Extracted data:
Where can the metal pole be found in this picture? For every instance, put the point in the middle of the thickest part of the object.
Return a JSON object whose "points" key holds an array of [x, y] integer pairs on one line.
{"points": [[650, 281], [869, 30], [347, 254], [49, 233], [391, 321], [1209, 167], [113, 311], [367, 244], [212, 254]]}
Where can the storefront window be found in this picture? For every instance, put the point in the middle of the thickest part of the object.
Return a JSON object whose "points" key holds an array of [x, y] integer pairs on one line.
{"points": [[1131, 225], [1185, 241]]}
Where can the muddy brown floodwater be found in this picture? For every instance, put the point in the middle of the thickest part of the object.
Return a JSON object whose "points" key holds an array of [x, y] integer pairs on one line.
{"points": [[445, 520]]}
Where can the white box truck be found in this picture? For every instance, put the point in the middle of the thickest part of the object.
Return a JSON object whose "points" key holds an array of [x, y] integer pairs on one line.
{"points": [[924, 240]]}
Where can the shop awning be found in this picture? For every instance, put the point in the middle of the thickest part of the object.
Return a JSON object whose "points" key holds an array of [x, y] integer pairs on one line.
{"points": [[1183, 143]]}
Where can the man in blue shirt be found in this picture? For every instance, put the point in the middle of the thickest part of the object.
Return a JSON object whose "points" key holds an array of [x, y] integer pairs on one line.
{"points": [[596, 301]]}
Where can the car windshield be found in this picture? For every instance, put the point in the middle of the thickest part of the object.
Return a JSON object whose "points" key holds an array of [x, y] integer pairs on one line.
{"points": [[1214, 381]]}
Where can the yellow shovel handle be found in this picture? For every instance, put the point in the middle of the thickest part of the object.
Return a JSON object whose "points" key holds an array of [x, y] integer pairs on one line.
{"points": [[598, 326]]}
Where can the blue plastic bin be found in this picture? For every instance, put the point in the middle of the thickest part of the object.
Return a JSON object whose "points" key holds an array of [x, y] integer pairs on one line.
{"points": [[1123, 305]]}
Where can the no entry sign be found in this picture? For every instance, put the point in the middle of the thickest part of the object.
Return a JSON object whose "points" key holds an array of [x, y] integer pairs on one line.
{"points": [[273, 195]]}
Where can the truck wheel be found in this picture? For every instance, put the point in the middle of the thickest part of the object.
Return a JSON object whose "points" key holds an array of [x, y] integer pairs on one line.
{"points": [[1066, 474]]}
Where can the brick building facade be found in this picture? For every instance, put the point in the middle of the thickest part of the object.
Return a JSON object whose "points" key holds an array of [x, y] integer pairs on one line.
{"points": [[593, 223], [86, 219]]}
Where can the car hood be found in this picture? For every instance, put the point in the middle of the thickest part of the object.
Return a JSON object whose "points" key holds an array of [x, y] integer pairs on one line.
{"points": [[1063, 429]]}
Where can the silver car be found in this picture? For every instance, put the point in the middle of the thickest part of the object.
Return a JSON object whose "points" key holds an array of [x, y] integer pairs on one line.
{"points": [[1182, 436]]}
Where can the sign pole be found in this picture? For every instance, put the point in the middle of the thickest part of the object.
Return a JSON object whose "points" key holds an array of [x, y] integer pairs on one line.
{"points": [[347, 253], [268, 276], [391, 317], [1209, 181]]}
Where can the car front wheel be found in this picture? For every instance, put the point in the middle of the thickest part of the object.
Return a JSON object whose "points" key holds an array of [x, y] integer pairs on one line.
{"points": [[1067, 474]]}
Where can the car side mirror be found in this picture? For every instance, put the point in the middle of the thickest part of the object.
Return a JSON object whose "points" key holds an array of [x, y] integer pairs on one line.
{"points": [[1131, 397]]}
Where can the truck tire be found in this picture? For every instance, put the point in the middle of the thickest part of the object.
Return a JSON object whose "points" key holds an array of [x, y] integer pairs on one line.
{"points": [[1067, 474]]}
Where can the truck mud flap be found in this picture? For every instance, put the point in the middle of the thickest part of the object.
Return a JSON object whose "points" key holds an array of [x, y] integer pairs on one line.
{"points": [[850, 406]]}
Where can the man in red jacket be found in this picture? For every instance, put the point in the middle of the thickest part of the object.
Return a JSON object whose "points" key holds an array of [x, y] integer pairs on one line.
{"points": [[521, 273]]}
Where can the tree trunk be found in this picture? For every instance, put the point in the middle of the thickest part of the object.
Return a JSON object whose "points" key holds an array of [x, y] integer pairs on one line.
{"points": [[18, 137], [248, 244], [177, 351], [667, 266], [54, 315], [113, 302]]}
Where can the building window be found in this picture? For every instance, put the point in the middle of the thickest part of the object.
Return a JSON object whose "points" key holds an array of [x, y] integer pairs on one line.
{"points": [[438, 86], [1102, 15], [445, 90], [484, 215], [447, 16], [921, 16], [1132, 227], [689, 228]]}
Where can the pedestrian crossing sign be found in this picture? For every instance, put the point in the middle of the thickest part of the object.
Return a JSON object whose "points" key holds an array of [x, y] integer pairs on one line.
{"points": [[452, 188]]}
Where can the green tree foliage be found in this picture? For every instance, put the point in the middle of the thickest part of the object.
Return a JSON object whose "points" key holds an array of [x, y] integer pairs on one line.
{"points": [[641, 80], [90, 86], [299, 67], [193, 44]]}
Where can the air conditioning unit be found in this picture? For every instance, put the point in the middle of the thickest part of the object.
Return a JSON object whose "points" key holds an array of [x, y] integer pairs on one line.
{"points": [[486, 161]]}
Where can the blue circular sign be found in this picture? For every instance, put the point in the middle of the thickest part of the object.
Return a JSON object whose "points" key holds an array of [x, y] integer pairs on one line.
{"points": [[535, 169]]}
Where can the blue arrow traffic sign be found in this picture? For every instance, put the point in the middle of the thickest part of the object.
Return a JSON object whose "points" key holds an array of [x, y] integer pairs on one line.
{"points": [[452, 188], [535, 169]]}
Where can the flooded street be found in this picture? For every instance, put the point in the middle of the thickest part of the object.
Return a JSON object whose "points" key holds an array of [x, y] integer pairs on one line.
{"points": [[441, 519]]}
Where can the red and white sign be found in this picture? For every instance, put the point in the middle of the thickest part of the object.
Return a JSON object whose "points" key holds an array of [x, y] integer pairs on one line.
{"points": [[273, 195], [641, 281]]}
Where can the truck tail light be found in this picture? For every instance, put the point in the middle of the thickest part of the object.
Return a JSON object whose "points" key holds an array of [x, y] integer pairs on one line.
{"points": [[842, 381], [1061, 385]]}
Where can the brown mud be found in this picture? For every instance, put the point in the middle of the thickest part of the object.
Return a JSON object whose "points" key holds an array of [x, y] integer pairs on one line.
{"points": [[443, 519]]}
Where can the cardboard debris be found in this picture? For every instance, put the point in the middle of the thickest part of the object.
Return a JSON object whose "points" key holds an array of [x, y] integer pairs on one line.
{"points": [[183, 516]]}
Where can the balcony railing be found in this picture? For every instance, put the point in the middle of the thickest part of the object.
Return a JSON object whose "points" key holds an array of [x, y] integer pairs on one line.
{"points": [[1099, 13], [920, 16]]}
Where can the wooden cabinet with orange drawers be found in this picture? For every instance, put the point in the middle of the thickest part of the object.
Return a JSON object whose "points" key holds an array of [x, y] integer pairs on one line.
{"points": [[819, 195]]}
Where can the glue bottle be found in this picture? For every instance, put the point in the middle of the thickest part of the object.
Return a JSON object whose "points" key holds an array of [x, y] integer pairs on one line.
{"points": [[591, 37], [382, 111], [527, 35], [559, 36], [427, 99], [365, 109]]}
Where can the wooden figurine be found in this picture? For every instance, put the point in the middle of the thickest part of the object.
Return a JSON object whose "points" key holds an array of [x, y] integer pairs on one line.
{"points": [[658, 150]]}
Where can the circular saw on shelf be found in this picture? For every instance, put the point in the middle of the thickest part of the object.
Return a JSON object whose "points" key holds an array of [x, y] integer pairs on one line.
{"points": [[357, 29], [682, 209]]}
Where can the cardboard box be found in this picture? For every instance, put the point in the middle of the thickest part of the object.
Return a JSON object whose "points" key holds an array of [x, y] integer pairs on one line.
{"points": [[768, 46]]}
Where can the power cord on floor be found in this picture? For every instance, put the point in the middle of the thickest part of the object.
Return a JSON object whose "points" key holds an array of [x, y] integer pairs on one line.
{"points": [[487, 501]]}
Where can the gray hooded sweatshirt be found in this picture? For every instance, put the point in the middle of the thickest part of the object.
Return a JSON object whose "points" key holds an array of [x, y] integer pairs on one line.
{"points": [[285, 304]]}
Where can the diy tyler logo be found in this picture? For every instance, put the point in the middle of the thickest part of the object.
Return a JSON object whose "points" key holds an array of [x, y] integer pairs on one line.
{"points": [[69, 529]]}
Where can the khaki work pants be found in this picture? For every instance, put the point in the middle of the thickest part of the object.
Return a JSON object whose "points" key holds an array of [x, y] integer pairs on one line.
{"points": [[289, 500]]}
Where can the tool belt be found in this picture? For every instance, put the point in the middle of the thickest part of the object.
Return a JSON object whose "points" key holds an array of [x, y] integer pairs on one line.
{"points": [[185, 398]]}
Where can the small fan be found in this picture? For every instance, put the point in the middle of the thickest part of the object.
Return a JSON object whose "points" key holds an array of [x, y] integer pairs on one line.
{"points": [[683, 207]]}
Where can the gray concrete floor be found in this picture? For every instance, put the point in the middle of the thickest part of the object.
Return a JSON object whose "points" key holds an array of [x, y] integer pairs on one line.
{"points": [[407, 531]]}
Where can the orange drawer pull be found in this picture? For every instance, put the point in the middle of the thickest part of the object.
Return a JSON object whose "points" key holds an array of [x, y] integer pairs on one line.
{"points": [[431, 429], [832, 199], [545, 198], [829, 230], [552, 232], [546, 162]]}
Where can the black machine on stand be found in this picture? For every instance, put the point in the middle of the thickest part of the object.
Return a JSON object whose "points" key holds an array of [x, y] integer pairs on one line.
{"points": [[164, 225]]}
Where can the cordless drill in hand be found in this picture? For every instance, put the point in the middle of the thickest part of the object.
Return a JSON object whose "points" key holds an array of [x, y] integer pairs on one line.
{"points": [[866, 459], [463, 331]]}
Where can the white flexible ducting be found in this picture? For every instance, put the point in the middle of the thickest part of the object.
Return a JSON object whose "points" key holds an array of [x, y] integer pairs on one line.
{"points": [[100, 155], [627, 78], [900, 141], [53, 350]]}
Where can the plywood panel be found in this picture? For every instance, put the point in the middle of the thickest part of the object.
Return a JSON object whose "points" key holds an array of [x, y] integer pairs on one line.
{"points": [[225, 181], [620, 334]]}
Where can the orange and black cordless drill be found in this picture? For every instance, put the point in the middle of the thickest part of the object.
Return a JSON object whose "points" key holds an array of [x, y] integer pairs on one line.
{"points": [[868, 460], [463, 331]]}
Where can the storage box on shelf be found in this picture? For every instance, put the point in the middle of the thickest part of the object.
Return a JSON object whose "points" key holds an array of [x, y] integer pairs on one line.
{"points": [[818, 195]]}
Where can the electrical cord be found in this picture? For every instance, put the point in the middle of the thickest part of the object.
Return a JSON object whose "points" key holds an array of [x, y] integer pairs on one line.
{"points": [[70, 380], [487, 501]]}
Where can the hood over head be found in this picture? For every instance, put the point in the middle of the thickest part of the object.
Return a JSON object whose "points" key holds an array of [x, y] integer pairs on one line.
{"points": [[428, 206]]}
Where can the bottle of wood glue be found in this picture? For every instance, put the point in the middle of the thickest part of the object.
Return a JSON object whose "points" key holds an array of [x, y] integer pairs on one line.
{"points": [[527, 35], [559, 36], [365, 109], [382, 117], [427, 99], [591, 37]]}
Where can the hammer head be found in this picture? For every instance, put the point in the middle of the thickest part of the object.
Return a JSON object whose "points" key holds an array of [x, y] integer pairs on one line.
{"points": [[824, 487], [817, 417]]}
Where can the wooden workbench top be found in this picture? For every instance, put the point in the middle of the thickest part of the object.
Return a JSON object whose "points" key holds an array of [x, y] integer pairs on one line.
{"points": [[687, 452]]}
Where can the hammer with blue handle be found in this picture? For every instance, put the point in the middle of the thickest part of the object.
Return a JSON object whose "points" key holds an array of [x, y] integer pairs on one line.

Goal: Repeat exactly the lines above from the line that contains "Where can the orange and" through the end. Include both of these ends; leave out everything else.

Written response:
Where can the orange and black cordless drill be found in this picture? For every instance, put the point in the middle of the thickest part of the object.
Return a JSON object whose "points" key holds an array of [x, y] integer pairs on one line.
{"points": [[868, 460], [463, 331]]}
Where can the storage box on shelf be found in this picture? For every instance, put the point in the middle of the thickest part of the object.
Return a JSON object whose "points" key holds an array of [x, y] integer pairs on one line.
{"points": [[818, 195]]}
Where can the electrical cord be found in this picture? For every instance, put the point in the middle of the thickest part of the object.
Return a JSON object whose "points" key holds an array of [x, y] integer pairs on one line.
{"points": [[70, 380], [487, 501]]}
Where can the hood over head be found in this picture? For every instance, put the point in the middle of the thickest part of the object.
Return a JSON object whose "points" key holds an array of [x, y] integer pairs on one line.
{"points": [[428, 206]]}
Where can the bottle of wood glue be found in this picture? For every instance, put the point in the middle of the thickest part of the object.
Return a JSON object whose "points" key holds an array of [x, y] integer pairs on one line.
{"points": [[527, 35], [559, 36], [365, 109], [382, 117], [427, 99], [591, 37]]}
Where can the hammer head be found in this picture? For every instance, put the point in the middle of the thickest part of the object.
Return a JSON object whose "points" key holds an array of [x, y] integer pairs on one line.
{"points": [[824, 487], [817, 417]]}
Where can the wooden workbench top be found in this picture? For every instance, put the point in the middle of the thickest part of the object.
Return a JSON object whose "points" key holds an array of [x, y] integer pairs on one line.
{"points": [[687, 452]]}
Where can the hammer with blue handle be found in this picture? For every instance, put the point in the middle of the thickest part of the object.
Return a JSON object whose "points" key holds an array of [x, y] integer pairs on one line.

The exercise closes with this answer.